■ DOCUMENT
====================
How Microsoft Uses NVMe™ Solutions to Power Azure and its Data Centers

Blog

By Lee Prewitt, Microsoft

Microsoft manages its data centers using Azure, our cloud computing solutions for building, testing, deploying, and managing applications and services. For nearly a decade, this open, flexible, enterprise-grade technology (now available in over 54 regions around the world) has operated as Microsoft’s answer to the incredibly expanding storage industry.[1]

Let’s talk NVMe™ technology and Azure…Microsoft’s Azure data center capacity is enormous and most servers in the Microsoft data center have at least six NVMe drives in them, which equates to millions and millions of drives being used. As you can imagine, a system of this capacity presents its challenges, including form factors, rot in place and debugging solutions, telemetry issues and security matters.

Challenge One: Form Factors

From Microsoft’s perspective, the power and thermal constraints and the fact that it’s not hot-swappable have caused the M.2 form factor to run its course in the enterprise. Enter EDSFF, which stands for Enterprise and Datacenter SSD Form Factor Working Group, and its collection of form factors. E1 family of form factors are replacing M.2 as they are built from the ground up for data center uses cases, while also supporting NVMe specifications.

Source: Intel

Source: OCP Storage

Source: https://www.flashmemorysummit.com/English/Collaterals/Proceedings/2018/20180808_SSDS-201-1_Shaw.pdf

Challenge Two: Rot in Place – Graceful Degradation of SSDs

SSDs can be used inefficiently in the data center, resulting in poor performance and shortened life.  We needed to find a way to better use NVMe SSDs and extend the life of the drive. By using NVMe’s Zoned Namespaces (ZNS) technology. ZNS are an excellent solution because they take aspects of shingle magnetic recording for Azure’s data centers and add them to SSD drives, allowing engineers to write it sequentially in well-defined chunks. The data may then be read randomly, and the zone of the data will be reset. At the end of the process, the write pointer returns and can be reset and then the process starts all over again. We also use Zoned Namespaces to minimize garbage collection, which is extremely useful when large writes occur. You can find out more about ZNS at NVM Express and Zonedstorage.io

Source: https://zonedstorage.io/introduction/zns/

Challenge Three: Debugging

In terms of debugging solutions, Microsoft couldn’t ask for a better option than NVMe technology. NVMe architecture allows Microsoft to timestamp exact drive events correlated to individual system events. One example of this is through the power of a drive, which will provide the actual wall clock time during the debugging process. If issues arise in the drive during debugging, our engineers can recover the precise timestamp where they arose and then access that specific entry point to alleviate the problem.
====================
■ Data entries
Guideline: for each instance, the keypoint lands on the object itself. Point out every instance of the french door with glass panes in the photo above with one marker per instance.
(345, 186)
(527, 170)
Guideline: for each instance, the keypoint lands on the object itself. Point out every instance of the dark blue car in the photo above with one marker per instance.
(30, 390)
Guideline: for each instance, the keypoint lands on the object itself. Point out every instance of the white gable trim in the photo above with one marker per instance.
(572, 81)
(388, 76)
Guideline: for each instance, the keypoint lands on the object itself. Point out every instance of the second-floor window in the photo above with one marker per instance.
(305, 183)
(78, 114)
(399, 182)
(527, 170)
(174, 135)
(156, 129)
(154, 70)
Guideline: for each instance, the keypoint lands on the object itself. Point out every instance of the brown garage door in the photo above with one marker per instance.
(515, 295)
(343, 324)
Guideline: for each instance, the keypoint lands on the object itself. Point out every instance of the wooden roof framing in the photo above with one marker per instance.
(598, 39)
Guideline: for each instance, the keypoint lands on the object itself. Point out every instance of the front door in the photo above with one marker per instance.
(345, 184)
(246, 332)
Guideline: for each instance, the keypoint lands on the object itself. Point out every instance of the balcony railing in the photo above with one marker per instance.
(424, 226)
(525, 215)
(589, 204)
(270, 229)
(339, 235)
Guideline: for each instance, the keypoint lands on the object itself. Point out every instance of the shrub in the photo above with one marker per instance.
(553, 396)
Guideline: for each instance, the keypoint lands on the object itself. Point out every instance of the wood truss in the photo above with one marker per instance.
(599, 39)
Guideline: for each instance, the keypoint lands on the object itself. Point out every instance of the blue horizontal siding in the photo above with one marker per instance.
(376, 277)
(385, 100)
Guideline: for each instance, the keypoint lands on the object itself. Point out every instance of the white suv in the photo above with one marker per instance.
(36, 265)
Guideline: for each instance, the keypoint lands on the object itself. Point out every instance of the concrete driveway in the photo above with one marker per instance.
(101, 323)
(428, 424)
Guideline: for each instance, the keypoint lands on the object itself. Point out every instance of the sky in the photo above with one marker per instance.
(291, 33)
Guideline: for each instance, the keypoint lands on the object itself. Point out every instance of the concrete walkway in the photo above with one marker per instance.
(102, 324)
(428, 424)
====================
■ ACTIONS TO TAKE
1) List every source given on a "Source:" line in the article on Azure and NVMe.
2) Change "marker" to "dot" in the records from the line with "of the shrub" through the end of the records, leaving everything else unchanged, and give back only those lines.
The text and the records have nothing to do with each other.

■ WORKED ANSWERS
1)
- Intel
- OCP Storage
- https://www.flashmemorysummit.com/English/Collaterals/Proceedings/2018/20180808_SSDS-201-1_Shaw.pdf
- https://zonedstorage.io/introduction/zns/

2)
Guideline: for each instance, the keypoint lands on the object itself. Point out every instance of the shrub in the photo above with one dot per instance.
(553, 396)
Guideline: for each instance, the keypoint lands on the object itself. Point out every instance of the wood truss in the photo above with one dot per instance.
(599, 39)
Guideline: for each instance, the keypoint lands on the object itself. Point out every instance of the blue horizontal siding in the photo above with one dot per instance.
(376, 277)
(385, 100)
Guideline: for each instance, the keypoint lands on the object itself. Point out every instance of the white suv in the photo above with one dot per instance.
(36, 265)
Guideline: for each instance, the keypoint lands on the object itself. Point out every instance of the concrete driveway in the photo above with one dot per instance.
(101, 323)
(428, 424)
Guideline: for each instance, the keypoint lands on the object itself. Point out every instance of the sky in the photo above with one dot per instance.
(291, 33)
Guideline: for each instance, the keypoint lands on the object itself. Point out every instance of the concrete walkway in the photo above with one dot per instance.
(102, 324)
(428, 424)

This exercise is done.